#### Task requirements
Your reply should consist only of the lines from the one with "Target: green grass field" through the end of the entries, transcribed exactly. Pictures stay out.

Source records
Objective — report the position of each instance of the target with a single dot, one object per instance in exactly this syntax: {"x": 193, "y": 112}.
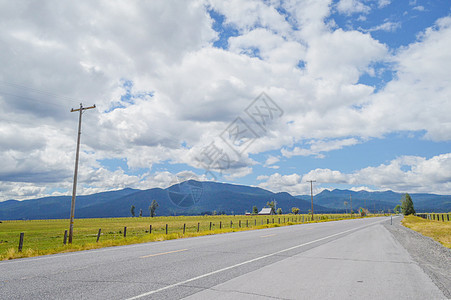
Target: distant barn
{"x": 267, "y": 211}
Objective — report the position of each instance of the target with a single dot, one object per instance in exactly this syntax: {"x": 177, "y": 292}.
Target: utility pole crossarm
{"x": 77, "y": 154}
{"x": 83, "y": 108}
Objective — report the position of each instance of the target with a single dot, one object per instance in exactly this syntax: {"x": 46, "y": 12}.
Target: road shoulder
{"x": 431, "y": 256}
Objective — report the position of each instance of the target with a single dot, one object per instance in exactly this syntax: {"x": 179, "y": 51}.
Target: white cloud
{"x": 317, "y": 147}
{"x": 185, "y": 92}
{"x": 270, "y": 161}
{"x": 383, "y": 3}
{"x": 419, "y": 8}
{"x": 411, "y": 174}
{"x": 387, "y": 26}
{"x": 352, "y": 6}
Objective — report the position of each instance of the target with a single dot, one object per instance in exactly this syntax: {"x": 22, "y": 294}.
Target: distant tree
{"x": 153, "y": 207}
{"x": 255, "y": 210}
{"x": 407, "y": 205}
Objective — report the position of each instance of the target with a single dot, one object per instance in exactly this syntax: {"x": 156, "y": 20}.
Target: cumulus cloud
{"x": 404, "y": 174}
{"x": 352, "y": 6}
{"x": 164, "y": 92}
{"x": 317, "y": 147}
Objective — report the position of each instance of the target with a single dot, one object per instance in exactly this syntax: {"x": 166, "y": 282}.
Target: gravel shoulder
{"x": 431, "y": 256}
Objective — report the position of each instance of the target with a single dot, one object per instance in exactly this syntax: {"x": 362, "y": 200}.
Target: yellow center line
{"x": 268, "y": 235}
{"x": 163, "y": 253}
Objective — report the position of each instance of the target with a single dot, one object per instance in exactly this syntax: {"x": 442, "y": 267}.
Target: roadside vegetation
{"x": 42, "y": 237}
{"x": 438, "y": 230}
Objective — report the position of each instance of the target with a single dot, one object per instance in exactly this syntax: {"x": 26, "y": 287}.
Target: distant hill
{"x": 376, "y": 201}
{"x": 194, "y": 198}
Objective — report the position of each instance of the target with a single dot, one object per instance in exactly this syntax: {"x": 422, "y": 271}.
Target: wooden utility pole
{"x": 74, "y": 189}
{"x": 350, "y": 198}
{"x": 311, "y": 192}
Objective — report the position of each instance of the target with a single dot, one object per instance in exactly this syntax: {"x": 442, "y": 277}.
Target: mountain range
{"x": 194, "y": 198}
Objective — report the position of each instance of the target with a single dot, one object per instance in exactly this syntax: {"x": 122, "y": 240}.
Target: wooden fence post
{"x": 21, "y": 241}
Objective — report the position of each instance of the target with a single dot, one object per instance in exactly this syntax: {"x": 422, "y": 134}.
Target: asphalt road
{"x": 339, "y": 260}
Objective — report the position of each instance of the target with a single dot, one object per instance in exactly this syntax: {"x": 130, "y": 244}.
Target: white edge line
{"x": 245, "y": 262}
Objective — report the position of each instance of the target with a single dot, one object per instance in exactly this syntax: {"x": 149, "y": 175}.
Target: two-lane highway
{"x": 330, "y": 260}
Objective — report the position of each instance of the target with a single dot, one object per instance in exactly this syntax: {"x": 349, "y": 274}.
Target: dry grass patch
{"x": 438, "y": 230}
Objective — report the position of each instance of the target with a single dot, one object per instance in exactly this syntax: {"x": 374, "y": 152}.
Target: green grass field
{"x": 43, "y": 237}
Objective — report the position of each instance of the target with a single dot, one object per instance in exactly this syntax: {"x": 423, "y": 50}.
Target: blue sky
{"x": 351, "y": 93}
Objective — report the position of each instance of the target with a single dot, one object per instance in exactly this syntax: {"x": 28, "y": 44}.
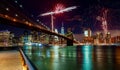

#### Solved exercise
Target: green grass field
{"x": 43, "y": 237}
Objective — report the position of each instance of the target with a single dot, one object per instance in exactly this syntax: {"x": 423, "y": 50}.
Target: blue sky
{"x": 351, "y": 93}
Objective — report the position of each instance of the target with a single dot, one object per instance in exactly this syntax: {"x": 28, "y": 44}.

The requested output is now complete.